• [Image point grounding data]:
○ ○ ○ ○ ○ ○ ○
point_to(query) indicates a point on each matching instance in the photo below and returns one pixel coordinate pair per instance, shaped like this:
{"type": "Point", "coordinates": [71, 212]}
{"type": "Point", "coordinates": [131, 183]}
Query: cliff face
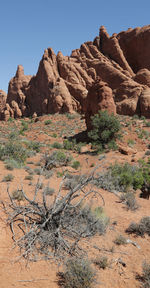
{"type": "Point", "coordinates": [109, 73]}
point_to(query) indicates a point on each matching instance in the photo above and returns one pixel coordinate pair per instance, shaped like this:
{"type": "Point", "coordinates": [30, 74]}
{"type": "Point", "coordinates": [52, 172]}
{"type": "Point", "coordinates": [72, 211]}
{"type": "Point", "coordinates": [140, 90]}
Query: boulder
{"type": "Point", "coordinates": [99, 97]}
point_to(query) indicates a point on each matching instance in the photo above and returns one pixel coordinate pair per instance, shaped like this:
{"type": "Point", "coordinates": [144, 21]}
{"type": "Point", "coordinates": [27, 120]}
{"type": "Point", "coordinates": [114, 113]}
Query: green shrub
{"type": "Point", "coordinates": [130, 200]}
{"type": "Point", "coordinates": [47, 122]}
{"type": "Point", "coordinates": [78, 273]}
{"type": "Point", "coordinates": [8, 178]}
{"type": "Point", "coordinates": [120, 240]}
{"type": "Point", "coordinates": [18, 195]}
{"type": "Point", "coordinates": [141, 228]}
{"type": "Point", "coordinates": [48, 191]}
{"type": "Point", "coordinates": [75, 164]}
{"type": "Point", "coordinates": [101, 262]}
{"type": "Point", "coordinates": [54, 135]}
{"type": "Point", "coordinates": [105, 128]}
{"type": "Point", "coordinates": [28, 177]}
{"type": "Point", "coordinates": [121, 178]}
{"type": "Point", "coordinates": [57, 159]}
{"type": "Point", "coordinates": [68, 145]}
{"type": "Point", "coordinates": [146, 275]}
{"type": "Point", "coordinates": [33, 145]}
{"type": "Point", "coordinates": [13, 150]}
{"type": "Point", "coordinates": [57, 145]}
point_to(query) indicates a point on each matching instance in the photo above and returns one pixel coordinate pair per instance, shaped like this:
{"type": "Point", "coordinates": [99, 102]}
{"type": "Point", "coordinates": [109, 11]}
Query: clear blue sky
{"type": "Point", "coordinates": [28, 27]}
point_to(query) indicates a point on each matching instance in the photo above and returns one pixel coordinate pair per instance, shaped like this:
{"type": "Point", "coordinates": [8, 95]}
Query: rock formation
{"type": "Point", "coordinates": [99, 97]}
{"type": "Point", "coordinates": [110, 73]}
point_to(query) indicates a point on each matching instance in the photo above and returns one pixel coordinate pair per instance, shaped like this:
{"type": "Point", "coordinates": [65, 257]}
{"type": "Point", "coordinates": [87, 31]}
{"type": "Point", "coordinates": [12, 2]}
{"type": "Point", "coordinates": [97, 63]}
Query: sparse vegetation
{"type": "Point", "coordinates": [75, 164]}
{"type": "Point", "coordinates": [57, 145]}
{"type": "Point", "coordinates": [78, 274]}
{"type": "Point", "coordinates": [121, 178]}
{"type": "Point", "coordinates": [105, 129]}
{"type": "Point", "coordinates": [8, 178]}
{"type": "Point", "coordinates": [130, 200]}
{"type": "Point", "coordinates": [56, 159]}
{"type": "Point", "coordinates": [17, 195]}
{"type": "Point", "coordinates": [146, 275]}
{"type": "Point", "coordinates": [47, 122]}
{"type": "Point", "coordinates": [55, 228]}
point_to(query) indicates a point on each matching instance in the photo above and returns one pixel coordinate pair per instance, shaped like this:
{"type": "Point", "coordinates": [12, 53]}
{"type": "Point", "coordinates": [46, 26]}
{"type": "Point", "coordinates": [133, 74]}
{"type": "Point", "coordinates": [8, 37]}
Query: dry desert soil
{"type": "Point", "coordinates": [125, 261]}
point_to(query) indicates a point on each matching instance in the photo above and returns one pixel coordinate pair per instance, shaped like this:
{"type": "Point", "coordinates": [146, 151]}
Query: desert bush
{"type": "Point", "coordinates": [120, 240]}
{"type": "Point", "coordinates": [13, 150]}
{"type": "Point", "coordinates": [146, 275]}
{"type": "Point", "coordinates": [47, 122]}
{"type": "Point", "coordinates": [8, 178]}
{"type": "Point", "coordinates": [56, 159]}
{"type": "Point", "coordinates": [141, 228]}
{"type": "Point", "coordinates": [69, 145]}
{"type": "Point", "coordinates": [71, 181]}
{"type": "Point", "coordinates": [78, 273]}
{"type": "Point", "coordinates": [55, 227]}
{"type": "Point", "coordinates": [105, 128]}
{"type": "Point", "coordinates": [28, 177]}
{"type": "Point", "coordinates": [48, 191]}
{"type": "Point", "coordinates": [33, 145]}
{"type": "Point", "coordinates": [17, 195]}
{"type": "Point", "coordinates": [39, 171]}
{"type": "Point", "coordinates": [57, 145]}
{"type": "Point", "coordinates": [75, 164]}
{"type": "Point", "coordinates": [101, 262]}
{"type": "Point", "coordinates": [130, 200]}
{"type": "Point", "coordinates": [121, 178]}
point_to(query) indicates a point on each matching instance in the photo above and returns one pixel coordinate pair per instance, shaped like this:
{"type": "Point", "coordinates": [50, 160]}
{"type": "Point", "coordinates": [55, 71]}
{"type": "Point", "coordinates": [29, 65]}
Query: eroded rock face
{"type": "Point", "coordinates": [68, 84]}
{"type": "Point", "coordinates": [99, 97]}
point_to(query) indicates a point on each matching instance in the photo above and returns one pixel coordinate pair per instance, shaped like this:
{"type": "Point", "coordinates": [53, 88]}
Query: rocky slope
{"type": "Point", "coordinates": [109, 73]}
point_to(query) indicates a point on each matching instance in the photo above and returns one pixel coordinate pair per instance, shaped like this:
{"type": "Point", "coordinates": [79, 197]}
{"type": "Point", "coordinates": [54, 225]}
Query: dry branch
{"type": "Point", "coordinates": [56, 229]}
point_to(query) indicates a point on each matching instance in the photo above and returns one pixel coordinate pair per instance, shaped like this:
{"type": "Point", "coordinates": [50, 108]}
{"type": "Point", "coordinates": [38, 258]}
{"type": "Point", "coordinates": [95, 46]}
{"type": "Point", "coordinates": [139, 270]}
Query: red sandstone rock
{"type": "Point", "coordinates": [127, 97]}
{"type": "Point", "coordinates": [65, 84]}
{"type": "Point", "coordinates": [99, 98]}
{"type": "Point", "coordinates": [145, 103]}
{"type": "Point", "coordinates": [143, 77]}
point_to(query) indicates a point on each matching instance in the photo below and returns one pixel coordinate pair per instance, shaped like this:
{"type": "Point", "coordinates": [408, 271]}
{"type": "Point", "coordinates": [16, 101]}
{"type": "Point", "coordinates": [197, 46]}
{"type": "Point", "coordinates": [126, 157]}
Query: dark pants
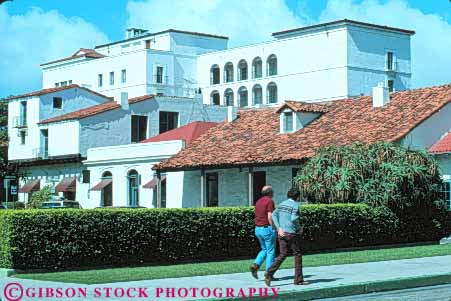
○ ○ ○ ○ ○ ○ ○
• [What the task requires]:
Output the records exactly, please. The pictures are not part of the copy.

• [Answer to this task]:
point_to(query) indicates a point on each matching instance in the photo below and returns one pixel coordinate pair per instance, shaped like this:
{"type": "Point", "coordinates": [71, 212]}
{"type": "Point", "coordinates": [131, 183]}
Query: cliff face
{"type": "Point", "coordinates": [109, 73]}
point_to(query) indicates a point on each matching instance in the photo above and returns one pixel coordinate pair per instance, shaped like this:
{"type": "Point", "coordinates": [30, 74]}
{"type": "Point", "coordinates": [52, 172]}
{"type": "Point", "coordinates": [72, 211]}
{"type": "Point", "coordinates": [140, 90]}
Query: boulder
{"type": "Point", "coordinates": [99, 97]}
point_to(query) indicates a point on each matching instance in the photo above and returns one pixel coordinate pair per instance, shaped like this:
{"type": "Point", "coordinates": [144, 21]}
{"type": "Point", "coordinates": [27, 120]}
{"type": "Point", "coordinates": [114, 113]}
Query: green shrub
{"type": "Point", "coordinates": [130, 200]}
{"type": "Point", "coordinates": [47, 122]}
{"type": "Point", "coordinates": [78, 273]}
{"type": "Point", "coordinates": [8, 178]}
{"type": "Point", "coordinates": [120, 240]}
{"type": "Point", "coordinates": [18, 195]}
{"type": "Point", "coordinates": [141, 228]}
{"type": "Point", "coordinates": [48, 191]}
{"type": "Point", "coordinates": [75, 164]}
{"type": "Point", "coordinates": [101, 262]}
{"type": "Point", "coordinates": [54, 135]}
{"type": "Point", "coordinates": [105, 128]}
{"type": "Point", "coordinates": [28, 177]}
{"type": "Point", "coordinates": [121, 178]}
{"type": "Point", "coordinates": [57, 159]}
{"type": "Point", "coordinates": [68, 145]}
{"type": "Point", "coordinates": [146, 275]}
{"type": "Point", "coordinates": [33, 145]}
{"type": "Point", "coordinates": [13, 150]}
{"type": "Point", "coordinates": [57, 145]}
point_to(query) indicates a point on each matching instance in the photo above and returns one pixel coordinate pair per instance, shaped like this:
{"type": "Point", "coordinates": [99, 102]}
{"type": "Point", "coordinates": [109, 11]}
Query: clear blue sky
{"type": "Point", "coordinates": [28, 27]}
point_to(query) indicates a point on each matching instance in the photo above and returns one pixel coordinate pair per instance, shaped like this:
{"type": "Point", "coordinates": [8, 95]}
Query: rock formation
{"type": "Point", "coordinates": [99, 97]}
{"type": "Point", "coordinates": [110, 73]}
point_to(query) indicates a point on each matching instance in the photo above and returns one pixel coordinate pair per instance, shaped like this:
{"type": "Point", "coordinates": [65, 257]}
{"type": "Point", "coordinates": [87, 31]}
{"type": "Point", "coordinates": [12, 2]}
{"type": "Point", "coordinates": [97, 63]}
Query: sparse vegetation
{"type": "Point", "coordinates": [75, 164]}
{"type": "Point", "coordinates": [57, 145]}
{"type": "Point", "coordinates": [78, 274]}
{"type": "Point", "coordinates": [121, 178]}
{"type": "Point", "coordinates": [105, 129]}
{"type": "Point", "coordinates": [8, 178]}
{"type": "Point", "coordinates": [130, 200]}
{"type": "Point", "coordinates": [56, 159]}
{"type": "Point", "coordinates": [17, 195]}
{"type": "Point", "coordinates": [146, 275]}
{"type": "Point", "coordinates": [47, 122]}
{"type": "Point", "coordinates": [55, 228]}
point_to(query) indicates a point on each matching instance in the photo above and returns one pixel coordinate pair per instance, shaped like this:
{"type": "Point", "coordinates": [12, 53]}
{"type": "Point", "coordinates": [46, 26]}
{"type": "Point", "coordinates": [133, 74]}
{"type": "Point", "coordinates": [8, 37]}
Query: dry desert soil
{"type": "Point", "coordinates": [125, 261]}
point_to(query) indicates a point on each matching instance in the photo above and returns one pixel coordinate pair per instance, shaped like this:
{"type": "Point", "coordinates": [146, 151]}
Query: desert bush
{"type": "Point", "coordinates": [120, 240]}
{"type": "Point", "coordinates": [13, 150]}
{"type": "Point", "coordinates": [146, 275]}
{"type": "Point", "coordinates": [47, 122]}
{"type": "Point", "coordinates": [8, 178]}
{"type": "Point", "coordinates": [56, 159]}
{"type": "Point", "coordinates": [141, 228]}
{"type": "Point", "coordinates": [69, 145]}
{"type": "Point", "coordinates": [71, 181]}
{"type": "Point", "coordinates": [78, 273]}
{"type": "Point", "coordinates": [55, 227]}
{"type": "Point", "coordinates": [105, 128]}
{"type": "Point", "coordinates": [28, 177]}
{"type": "Point", "coordinates": [48, 191]}
{"type": "Point", "coordinates": [33, 145]}
{"type": "Point", "coordinates": [17, 195]}
{"type": "Point", "coordinates": [39, 171]}
{"type": "Point", "coordinates": [57, 145]}
{"type": "Point", "coordinates": [75, 164]}
{"type": "Point", "coordinates": [101, 262]}
{"type": "Point", "coordinates": [130, 200]}
{"type": "Point", "coordinates": [121, 178]}
point_to(query) indicates a point on each matching instance in the photo above and returns one pixel coordinate pair per instance, shaped like this:
{"type": "Point", "coordinates": [50, 160]}
{"type": "Point", "coordinates": [55, 71]}
{"type": "Point", "coordinates": [29, 65]}
Query: eroded rock face
{"type": "Point", "coordinates": [68, 84]}
{"type": "Point", "coordinates": [99, 97]}
point_to(query) indicates a point on each matching instance in the photo above and returns one pixel coordinate pair per instance, shaped like this:
{"type": "Point", "coordinates": [53, 88]}
Query: rocky slope
{"type": "Point", "coordinates": [109, 73]}
point_to(query) indicates a point on each matching instance in the photo above and returns one pixel coordinate pair per instance, shaped like this:
{"type": "Point", "coordinates": [79, 197]}
{"type": "Point", "coordinates": [54, 225]}
Query: dry branch
{"type": "Point", "coordinates": [56, 229]}
point_to(query) indicates a point on each matching instance in the photo above and returns one pixel coordinate pair per instance, shaped like this:
{"type": "Point", "coordinates": [50, 108]}
{"type": "Point", "coordinates": [38, 258]}
{"type": "Point", "coordinates": [95, 46]}
{"type": "Point", "coordinates": [139, 270]}
Query: red sandstone rock
{"type": "Point", "coordinates": [127, 97]}
{"type": "Point", "coordinates": [65, 84]}
{"type": "Point", "coordinates": [99, 98]}
{"type": "Point", "coordinates": [145, 103]}
{"type": "Point", "coordinates": [143, 77]}
point_to(query) indicates a point on each matching instance in the photo below and returns one pixel coordinate pair per instance, shaped like this:
{"type": "Point", "coordinates": [408, 271]}
{"type": "Point", "coordinates": [16, 101]}
{"type": "Point", "coordinates": [197, 46]}
{"type": "Point", "coordinates": [126, 157]}
Query: dark pants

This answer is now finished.